Required action:
Reproduce every record below, character by character.

Excerpted data:

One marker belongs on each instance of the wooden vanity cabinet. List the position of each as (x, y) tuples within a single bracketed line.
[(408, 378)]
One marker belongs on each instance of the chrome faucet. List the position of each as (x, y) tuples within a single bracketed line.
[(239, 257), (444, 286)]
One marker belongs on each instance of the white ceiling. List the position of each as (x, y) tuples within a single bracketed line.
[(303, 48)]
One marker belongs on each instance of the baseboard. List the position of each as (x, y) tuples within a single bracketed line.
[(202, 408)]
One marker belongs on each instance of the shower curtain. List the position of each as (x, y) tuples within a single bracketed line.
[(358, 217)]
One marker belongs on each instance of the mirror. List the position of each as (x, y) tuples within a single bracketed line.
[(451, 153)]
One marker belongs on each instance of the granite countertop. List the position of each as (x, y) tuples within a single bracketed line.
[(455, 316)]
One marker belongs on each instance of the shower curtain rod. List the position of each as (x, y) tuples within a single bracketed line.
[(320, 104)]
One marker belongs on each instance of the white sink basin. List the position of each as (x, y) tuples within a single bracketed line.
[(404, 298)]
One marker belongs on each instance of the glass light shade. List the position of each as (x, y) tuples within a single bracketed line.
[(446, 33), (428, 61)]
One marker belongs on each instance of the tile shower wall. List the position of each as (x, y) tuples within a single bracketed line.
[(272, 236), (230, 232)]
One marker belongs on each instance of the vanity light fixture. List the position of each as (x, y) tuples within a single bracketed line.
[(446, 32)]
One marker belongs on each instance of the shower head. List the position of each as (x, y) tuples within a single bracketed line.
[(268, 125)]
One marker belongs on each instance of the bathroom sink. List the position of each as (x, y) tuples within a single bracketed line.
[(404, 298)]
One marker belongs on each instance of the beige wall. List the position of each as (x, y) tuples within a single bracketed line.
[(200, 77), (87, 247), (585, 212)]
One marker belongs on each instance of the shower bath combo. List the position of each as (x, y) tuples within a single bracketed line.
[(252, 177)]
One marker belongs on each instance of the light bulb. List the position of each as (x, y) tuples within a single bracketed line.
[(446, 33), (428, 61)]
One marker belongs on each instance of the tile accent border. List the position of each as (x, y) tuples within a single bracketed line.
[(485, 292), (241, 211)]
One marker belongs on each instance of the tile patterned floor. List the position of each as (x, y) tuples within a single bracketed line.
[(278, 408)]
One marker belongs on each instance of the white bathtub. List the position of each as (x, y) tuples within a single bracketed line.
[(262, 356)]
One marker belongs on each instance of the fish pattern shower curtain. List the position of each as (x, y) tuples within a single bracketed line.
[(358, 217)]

Solution:
One marker belongs on each instance of the wooden vanity cabinet. List the position of each as (x, y) tuples within a single bracketed line.
[(408, 378)]
One marker belongs on each instance of the chrome faucet. List the position of each as (x, y) tuples within a single bracketed line.
[(239, 257), (444, 286)]
One marker belongs on each instance of the white ceiling. List the position of each as (x, y) tuples within a single bracketed line.
[(303, 48)]
One marker belongs on each instance of the baseboard. List the position of each as (x, y) tuples within a single bracketed line.
[(202, 408)]
One marker belongs on each instance of the shower curtain. List the position of each as (x, y) tuples within a single bracketed line.
[(358, 217)]
One marker belongs on each instance of the mirror. List the position of each as (x, y) tuples within a single bracketed line.
[(451, 153)]
One marker belongs on each instance of the granite countertop. List the position of each as (x, y) tuples within a single bracketed line.
[(455, 316)]
One marker belongs on each instance of the shower curtain rod. List the position of each as (x, y) tuples within a single bracketed line.
[(320, 104)]
One marker belongs on each instance of the white sink basin. List the position of each as (x, y) tuples within a single bracketed line.
[(404, 298)]
One marker belongs on each instance of the glass light shade. List the position of each as (x, y) tuples within a single bracketed line.
[(446, 33), (428, 61)]
One marker belongs on each instance of the tile shower wall. List the position of each as (x, y) tuples within a single bracketed line.
[(272, 236), (230, 232)]
One marker belongs on each instance of the vanity light fixture. List the position of each as (x, y) tuples within a single bracketed line.
[(446, 32)]
One marker belongs on each instance of the shower head. List the position of each as (x, y) tuples within a single bracketed line.
[(268, 125)]
One marker belongs on each instance of the bathroom sink. List the position of each as (x, y) tuples within a single bracketed line.
[(404, 298)]
One marker belongs on each instance of the beige wall. List the position of each as (x, y) tuples within a single bracketed line.
[(200, 77), (87, 247), (585, 212)]
One marker belongs on each instance of the shower bath combo. List the position of each as (x, y) tuples within a single bracketed line.
[(252, 177)]
One marker belongs on each instance of the light bulb. List the position of each as (x, y) tuples within a single bracketed line.
[(446, 33), (428, 61)]
One marker belongs on each instance of the tile accent border. List the position of each as (x, y) tuples within a single bracketed line.
[(485, 292), (241, 211)]
One marker belongs on each instance of the tile patterned floor. List the position of each as (x, y) tuples within a single bracketed line.
[(278, 408)]
One marker belongs on each instance of the white bathtub. List the position of each as (x, y) tuples within a single bracketed line.
[(262, 356)]
One marker belongs on each instance of the fish pattern shower curtain. List the position of each as (x, y) tuples within a single bracketed line.
[(358, 217)]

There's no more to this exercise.